* [Short exercise] Would you restate, exactly as they appear, the lines from the one containing "Indicate the granite" through the end of the data below?

+ + +

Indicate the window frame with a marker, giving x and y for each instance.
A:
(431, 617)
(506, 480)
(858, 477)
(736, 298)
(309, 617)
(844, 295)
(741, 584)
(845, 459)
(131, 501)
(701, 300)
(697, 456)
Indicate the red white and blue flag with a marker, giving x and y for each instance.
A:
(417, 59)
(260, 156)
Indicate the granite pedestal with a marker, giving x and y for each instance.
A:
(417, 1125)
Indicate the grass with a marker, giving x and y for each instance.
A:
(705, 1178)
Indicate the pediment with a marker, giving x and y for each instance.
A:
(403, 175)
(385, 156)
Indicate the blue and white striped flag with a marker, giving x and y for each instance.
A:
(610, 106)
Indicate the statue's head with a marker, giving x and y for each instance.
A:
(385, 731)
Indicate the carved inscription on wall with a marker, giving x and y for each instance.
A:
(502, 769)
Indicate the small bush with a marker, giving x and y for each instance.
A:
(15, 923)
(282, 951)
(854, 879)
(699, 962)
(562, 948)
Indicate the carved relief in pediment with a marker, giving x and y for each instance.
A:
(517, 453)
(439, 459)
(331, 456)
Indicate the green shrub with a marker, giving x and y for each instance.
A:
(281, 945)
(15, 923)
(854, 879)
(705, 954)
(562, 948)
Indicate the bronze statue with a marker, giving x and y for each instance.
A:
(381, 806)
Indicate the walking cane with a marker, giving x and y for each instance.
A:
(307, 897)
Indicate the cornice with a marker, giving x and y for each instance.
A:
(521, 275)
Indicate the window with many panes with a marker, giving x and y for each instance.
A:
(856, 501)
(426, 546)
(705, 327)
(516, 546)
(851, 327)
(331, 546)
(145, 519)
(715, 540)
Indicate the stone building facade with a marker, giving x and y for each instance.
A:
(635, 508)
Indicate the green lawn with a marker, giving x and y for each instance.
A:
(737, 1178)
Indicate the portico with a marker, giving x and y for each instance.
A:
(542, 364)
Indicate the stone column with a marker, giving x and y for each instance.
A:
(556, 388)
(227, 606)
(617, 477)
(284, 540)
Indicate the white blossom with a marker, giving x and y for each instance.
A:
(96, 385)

+ + +

* [Full response]
Indicate the granite pedestal with a marker, giving x and y for each instance.
A:
(417, 1125)
Indicate the grass with a marker, giving x and y for each instance.
A:
(705, 1178)
Indicate the pediment with a marker, giving x and y for each instance.
A:
(403, 175)
(385, 156)
Indicate the blue and white striped flag with a marker, giving x and y for each instance.
A:
(610, 106)
Indicate the statue's head with a marker, giving x and y for each instance.
A:
(385, 731)
Indicate the carved inscription on wall with a marker, giving x and y for each instance.
A:
(502, 769)
Indicate the small bush with a marker, giving x and y for each instance.
A:
(15, 923)
(282, 951)
(854, 879)
(699, 962)
(562, 948)
Indicate the carved relief in pediment with a marker, giving x and y for each instance.
A:
(517, 453)
(439, 459)
(331, 456)
Indicate the green shrub with a marker, giving x and y for each instance.
A:
(281, 945)
(15, 923)
(854, 879)
(705, 954)
(562, 948)
Indicate the bronze statue with a marker, giving x and y for each instance.
A:
(381, 806)
Indicate the walking cane with a marker, giving x and y for each instance.
A:
(307, 897)
Indicate the cornice with a marker, giving x and y for each instance.
A:
(521, 275)
Indicate the window with many panes with a marker, giving x and y for each instance.
A:
(856, 501)
(426, 546)
(705, 327)
(516, 546)
(851, 327)
(331, 546)
(145, 519)
(715, 540)
Indicate the stone building facade with a marker, giving x and y for each instance.
A:
(635, 508)
Indicate the green lawn with a marker, giving x and y for each instance.
A:
(737, 1178)
Indicate the portico with a marker, giving x and y for each instance.
A:
(542, 364)
Indicate the stone column with a marker, giving x and y for each instance.
A:
(556, 388)
(227, 606)
(617, 477)
(284, 540)
Indicate the white blossom with a marker, giving x and y for each instance.
A:
(96, 385)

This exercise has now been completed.